■ **Page**
+ + +
Glaciers are flowing masses of ice created by years of snowfall and locally cold temperatures. Approximately one tenth of the Earth is covered by glaciers, which are most numerous near the poles. Glaciers cover most of Antarctica and Greenland and parts of Iceland, Canada, Russia, and Alaska. They also exist in mountains on every continent except Australia. Recent measurements show that glaciers have been melting worldwide since the beginning of the Industrial Revolution in the mid-nineteenth century (when human beings first began to add large amounts of greenhouse gasses to the atmosphere). Water from melting glaciers is a significant input to rising sea levels worldwide, which threaten coastal ecosystems and the approximately 100 million people who live 3.28 ft (or about 1 m) or less above sea level.
Glaciers are created in areas where the air temperature where snow can accumulate without melting from year to year. Snowflakes may partially melt
when they come into contact with the ground. As the air temperature drops further, the partially melted snow refreezes, turning into ice. The resulting mixture of snow and ice is compacted as additional layers of snow accumulate on top. Eighty percent of fresh snow is air; as the weight of fresh upper layers of snow and ice increases, air is pressed out of the lower layers. Over time, snow accumulates and the slab of ice grows steadily thicker (if the glacier is in a growth phase). Eventually, the layer of ice begins to flow slowly downhill under the influence of gravity and it is considered a glacier.
Glaciers take on a variety of characteristics as they flow and retreat. Glaciers that flow down a valley from mountainous ground, for example, usually follow paths originally formed by rivers of snowmelt in the spring and summer. These glaciers, termed alpine or mountain glaciers, end either in valleys or in the ocean and tend to increase the steepness of the surrounding mountains surrounding by erosion. Glaciers are partially responsible for carving the high-relief mountain peaks of the Himalayas, Andes, and alpine regions of the Cascade Mountains and northern Rocky Mountains.
+ + +
■ **Given records**
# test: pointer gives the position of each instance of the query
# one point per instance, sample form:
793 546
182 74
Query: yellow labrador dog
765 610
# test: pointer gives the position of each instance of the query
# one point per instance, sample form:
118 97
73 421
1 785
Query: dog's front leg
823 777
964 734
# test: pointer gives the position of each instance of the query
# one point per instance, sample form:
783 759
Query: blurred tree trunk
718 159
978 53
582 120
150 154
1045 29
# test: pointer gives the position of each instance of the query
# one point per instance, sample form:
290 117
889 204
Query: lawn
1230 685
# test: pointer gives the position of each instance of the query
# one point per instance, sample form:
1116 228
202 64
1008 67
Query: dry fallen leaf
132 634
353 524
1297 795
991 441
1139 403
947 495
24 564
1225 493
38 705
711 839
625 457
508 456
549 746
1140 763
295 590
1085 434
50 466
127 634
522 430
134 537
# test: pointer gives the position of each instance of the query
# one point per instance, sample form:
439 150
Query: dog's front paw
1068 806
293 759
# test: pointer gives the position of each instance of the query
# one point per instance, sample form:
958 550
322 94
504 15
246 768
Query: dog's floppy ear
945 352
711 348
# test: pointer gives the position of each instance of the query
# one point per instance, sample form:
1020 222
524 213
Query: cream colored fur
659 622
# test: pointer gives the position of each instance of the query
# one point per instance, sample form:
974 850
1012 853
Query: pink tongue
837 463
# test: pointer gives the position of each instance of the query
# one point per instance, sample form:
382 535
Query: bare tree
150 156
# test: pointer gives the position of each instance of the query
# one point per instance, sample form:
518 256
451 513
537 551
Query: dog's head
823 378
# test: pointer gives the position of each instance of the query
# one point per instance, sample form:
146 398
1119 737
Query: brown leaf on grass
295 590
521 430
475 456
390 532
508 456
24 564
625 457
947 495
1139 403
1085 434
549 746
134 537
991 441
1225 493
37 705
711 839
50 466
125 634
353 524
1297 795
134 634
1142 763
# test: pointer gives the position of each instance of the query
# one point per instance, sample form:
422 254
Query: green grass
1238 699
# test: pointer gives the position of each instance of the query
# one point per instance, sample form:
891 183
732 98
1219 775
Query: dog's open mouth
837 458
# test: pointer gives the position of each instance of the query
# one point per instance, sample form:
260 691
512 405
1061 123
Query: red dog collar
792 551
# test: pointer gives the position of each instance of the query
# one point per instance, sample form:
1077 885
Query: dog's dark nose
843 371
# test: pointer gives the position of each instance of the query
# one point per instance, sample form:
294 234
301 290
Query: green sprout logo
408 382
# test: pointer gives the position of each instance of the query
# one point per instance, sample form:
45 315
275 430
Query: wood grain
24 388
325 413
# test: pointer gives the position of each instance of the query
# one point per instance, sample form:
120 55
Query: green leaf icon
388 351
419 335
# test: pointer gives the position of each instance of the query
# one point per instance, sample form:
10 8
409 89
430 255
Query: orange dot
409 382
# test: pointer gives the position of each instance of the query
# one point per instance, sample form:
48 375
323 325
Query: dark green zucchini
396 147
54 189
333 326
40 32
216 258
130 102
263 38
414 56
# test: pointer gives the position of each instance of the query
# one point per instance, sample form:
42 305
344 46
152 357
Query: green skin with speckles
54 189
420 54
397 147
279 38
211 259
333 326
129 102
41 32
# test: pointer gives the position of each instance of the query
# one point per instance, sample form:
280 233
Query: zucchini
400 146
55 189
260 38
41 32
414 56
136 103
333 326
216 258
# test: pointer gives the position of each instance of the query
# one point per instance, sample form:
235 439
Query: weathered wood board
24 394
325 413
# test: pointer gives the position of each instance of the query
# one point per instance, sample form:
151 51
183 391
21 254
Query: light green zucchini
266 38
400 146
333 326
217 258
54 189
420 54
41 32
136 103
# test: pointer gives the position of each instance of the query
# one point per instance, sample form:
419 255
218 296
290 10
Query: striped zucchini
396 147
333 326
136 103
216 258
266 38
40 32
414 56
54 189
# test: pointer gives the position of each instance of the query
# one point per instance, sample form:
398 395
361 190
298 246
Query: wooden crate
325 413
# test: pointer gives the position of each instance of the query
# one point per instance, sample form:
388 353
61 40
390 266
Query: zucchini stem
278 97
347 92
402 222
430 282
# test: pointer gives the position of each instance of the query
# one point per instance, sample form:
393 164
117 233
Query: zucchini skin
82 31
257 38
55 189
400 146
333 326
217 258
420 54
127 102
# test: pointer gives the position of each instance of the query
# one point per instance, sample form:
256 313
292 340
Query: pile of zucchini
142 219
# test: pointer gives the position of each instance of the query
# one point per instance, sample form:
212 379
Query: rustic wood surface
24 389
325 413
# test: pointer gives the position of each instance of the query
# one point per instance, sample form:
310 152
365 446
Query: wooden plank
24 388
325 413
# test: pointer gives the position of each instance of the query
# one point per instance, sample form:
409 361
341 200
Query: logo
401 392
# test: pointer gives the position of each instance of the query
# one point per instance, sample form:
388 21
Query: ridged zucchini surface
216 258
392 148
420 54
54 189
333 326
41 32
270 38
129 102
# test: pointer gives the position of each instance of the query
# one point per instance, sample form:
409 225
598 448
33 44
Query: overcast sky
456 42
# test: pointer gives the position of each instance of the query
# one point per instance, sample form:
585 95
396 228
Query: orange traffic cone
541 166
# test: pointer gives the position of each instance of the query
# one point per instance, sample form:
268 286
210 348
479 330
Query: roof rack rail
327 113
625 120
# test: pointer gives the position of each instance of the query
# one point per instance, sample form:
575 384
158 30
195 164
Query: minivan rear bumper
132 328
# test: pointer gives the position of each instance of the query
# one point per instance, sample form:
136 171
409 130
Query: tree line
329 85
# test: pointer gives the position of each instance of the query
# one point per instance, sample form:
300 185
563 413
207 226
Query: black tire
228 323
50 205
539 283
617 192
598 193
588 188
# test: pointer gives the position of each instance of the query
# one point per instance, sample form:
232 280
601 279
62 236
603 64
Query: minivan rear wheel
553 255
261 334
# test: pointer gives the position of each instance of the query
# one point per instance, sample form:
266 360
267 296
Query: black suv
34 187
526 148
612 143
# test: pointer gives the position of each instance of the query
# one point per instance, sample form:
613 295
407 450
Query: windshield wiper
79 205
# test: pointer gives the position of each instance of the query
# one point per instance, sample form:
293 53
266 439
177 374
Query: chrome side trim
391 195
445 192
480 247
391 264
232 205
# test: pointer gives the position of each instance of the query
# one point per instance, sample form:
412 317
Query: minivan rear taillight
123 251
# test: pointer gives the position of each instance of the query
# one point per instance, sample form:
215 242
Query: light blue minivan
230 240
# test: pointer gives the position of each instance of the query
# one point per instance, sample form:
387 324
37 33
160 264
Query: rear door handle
+ + +
■ **Requests**
[A] Locate each row containing the string "wooden" and reproduce it in full.
[B] Carry the passage on glaciers forward, beginning immediately after its final sentence.
The rows bear no relation to the passage on glaciers.

■ **Answer set**
[A]
Query: wooden crate
Query: wooden plank

[B]
Piedmont glaciers are large, gently sloping ice mounds. Piedmont glaciers are common in Alaska, Greenland, Iceland, and Antarctica.
Alpine glaciers commonly form in small bowl-like valleys called cirques on the sides of mountains. Found in Norway, Iceland, Greenland, and Antarctica, glaciers within cirques usually do not move out of their basinlike areas.
The largest type of glacier is the ice sheet or continental glacier, which spreads slowly outward from its center. Ice sheets may cover millions of square miles and are heavy enough to bend Earth’s crust. The largest existing ice sheet is in Antarctica, where the ice is more than 2.5 mi (4 km) thick at its center and covers entire mountain ranges (the buried mountains were mapped using seismic waves and radar). The Antarctic ice sheet covers more than 5 million sq mi (12.9 million sq km), which exceeds the combined areas of the United States, Mexico, and Central America. It contains about 90% of all the world’s ice and 70% of its fresh water. The Greenland ice sheet is 670,000 sq mi (1,735,000 sq km) in area, covering virtually the entire island. Smaller ice sheets are found in Iceland, northern Canada, and Alaska.
The Greenland and Antarctic ice sheets are only a fraction the size of the ice sheets that have covered large portions of Earth during previous periods of glaciation popularly known as ice ages. Geologists have found evidence of at least six major ice ages during the past 960 million years, moving slowly down from the polar regions every 250 million years or so and persisting, usually, for 5–10 million years.
Most glaciers that exist today are remnants of the last glacial period, which lasted from 1.8 million to 11,000 years ago and which occurred in four periods of advance and retreat. At their maximum, the glaciers of this period covered 30% of Earth’s land surface, particularly in the Northern Hemisphere. As the glaciers advanced, they lowered sea levels by hundreds of feet, creating land bridges between continents. Archeological discoveries suggest that humans first entered North America from Asia by crossing a land bridge across the present day Bering Sea during the last ice age.
As a glacier advances it erodes soil and rock that are incorporated into the ice and add to the glacier’s weight and abrasive power. As they melt, this burden of rock, gravel, and dirt is left in place to form a deposit known as glacial till. Glacial till, which accumulates preferentially along the leading edges of the advancing glacier, is deposited in mounds along glacier’s edge when it ceases to advance and begins to melt, creating new hills or ridges known as moraines. Some previously glaciated areas are covered by 200– 1,200 ft (61–366 m) of till. Chunks of ice buried in till melt to form large depressions known as kettles, which can fill with water and become kettle lakes. Glaciers can also scour the land to great depths, creating larger lakes such as the Great Lakes of North America.
During the last ice age, parts of Earth’s lithosphere was bent downward under the weight of the glaciers. As the glaciers retreated and the weight was removed, the surface began to readjust to its previous height. Crustal rebound, as it is called, is still occurring at in parts of North America and Europe. The rate at which rebound has occurred since the last ice age has allowed geologists to estimate the viscosity, or resistance to flow, of Earth’s asthenosphere.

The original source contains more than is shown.